**What to produce**:
Copy every item below, substituting "Label" for each occurrence of "Target" and leaving everything else unchanged.

**Information given**:
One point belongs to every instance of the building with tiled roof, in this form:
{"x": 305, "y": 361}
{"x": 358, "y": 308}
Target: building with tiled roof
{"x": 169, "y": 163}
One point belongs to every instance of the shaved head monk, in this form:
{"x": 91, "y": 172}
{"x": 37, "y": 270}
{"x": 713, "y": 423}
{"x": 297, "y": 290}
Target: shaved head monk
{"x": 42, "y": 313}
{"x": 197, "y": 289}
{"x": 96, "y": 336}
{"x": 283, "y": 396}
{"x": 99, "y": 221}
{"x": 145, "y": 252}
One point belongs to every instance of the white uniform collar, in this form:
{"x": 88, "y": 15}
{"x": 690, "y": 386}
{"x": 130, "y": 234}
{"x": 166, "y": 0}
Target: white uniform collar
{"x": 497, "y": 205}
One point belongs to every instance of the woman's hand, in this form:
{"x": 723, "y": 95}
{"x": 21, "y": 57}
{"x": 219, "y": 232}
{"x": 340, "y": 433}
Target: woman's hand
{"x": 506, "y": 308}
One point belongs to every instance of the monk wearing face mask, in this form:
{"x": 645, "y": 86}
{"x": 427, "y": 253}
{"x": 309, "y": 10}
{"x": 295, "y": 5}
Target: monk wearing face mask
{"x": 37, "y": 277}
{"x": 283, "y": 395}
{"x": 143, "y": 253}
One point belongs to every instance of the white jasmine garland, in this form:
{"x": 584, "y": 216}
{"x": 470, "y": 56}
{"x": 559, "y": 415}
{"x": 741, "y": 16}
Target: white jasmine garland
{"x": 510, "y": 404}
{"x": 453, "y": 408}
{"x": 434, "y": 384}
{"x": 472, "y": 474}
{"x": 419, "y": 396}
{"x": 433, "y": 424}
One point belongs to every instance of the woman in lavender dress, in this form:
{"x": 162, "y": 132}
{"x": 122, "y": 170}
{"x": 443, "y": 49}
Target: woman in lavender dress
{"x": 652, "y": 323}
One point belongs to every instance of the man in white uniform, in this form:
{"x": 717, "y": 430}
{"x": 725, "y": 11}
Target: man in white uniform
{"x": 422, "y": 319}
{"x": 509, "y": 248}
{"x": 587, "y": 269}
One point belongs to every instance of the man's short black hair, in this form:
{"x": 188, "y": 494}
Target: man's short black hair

**Problem solution**:
One point belongs to every instance of the building with tiled roof, in this form:
{"x": 305, "y": 361}
{"x": 358, "y": 308}
Label: building with tiled roof
{"x": 169, "y": 163}
One point belongs to every instance of the shaved head monk, in this form:
{"x": 91, "y": 172}
{"x": 37, "y": 270}
{"x": 713, "y": 423}
{"x": 297, "y": 290}
Label: shaved head monk
{"x": 42, "y": 313}
{"x": 197, "y": 289}
{"x": 96, "y": 336}
{"x": 283, "y": 396}
{"x": 99, "y": 221}
{"x": 145, "y": 252}
One point belongs to every instance of the white uniform collar, in this form:
{"x": 88, "y": 15}
{"x": 690, "y": 386}
{"x": 130, "y": 234}
{"x": 166, "y": 0}
Label: white uniform collar
{"x": 497, "y": 205}
One point belongs to every instance of the woman's hand, in this form:
{"x": 723, "y": 95}
{"x": 21, "y": 57}
{"x": 219, "y": 232}
{"x": 340, "y": 433}
Label: woman's hand
{"x": 506, "y": 308}
One point belongs to every instance of the monk wearing face mask, in this form:
{"x": 645, "y": 86}
{"x": 427, "y": 253}
{"x": 309, "y": 10}
{"x": 295, "y": 5}
Label: monk wearing face mask
{"x": 37, "y": 277}
{"x": 283, "y": 395}
{"x": 143, "y": 253}
One point belongs to every instance of the white jasmine garland, in this form:
{"x": 584, "y": 216}
{"x": 470, "y": 56}
{"x": 559, "y": 415}
{"x": 741, "y": 16}
Label: white jasmine garland
{"x": 510, "y": 404}
{"x": 453, "y": 408}
{"x": 434, "y": 384}
{"x": 472, "y": 474}
{"x": 419, "y": 396}
{"x": 433, "y": 424}
One point belongs to every instance of the woman in lavender dress, in this form:
{"x": 162, "y": 132}
{"x": 122, "y": 170}
{"x": 443, "y": 49}
Label: woman in lavender dress
{"x": 652, "y": 323}
One point belongs to every instance of the man in white uniform, in this form:
{"x": 717, "y": 430}
{"x": 725, "y": 11}
Label: man in white uniform
{"x": 422, "y": 319}
{"x": 509, "y": 248}
{"x": 587, "y": 269}
One point belongs to every instance of the man's short black hair, in this form:
{"x": 188, "y": 494}
Label: man's short black hair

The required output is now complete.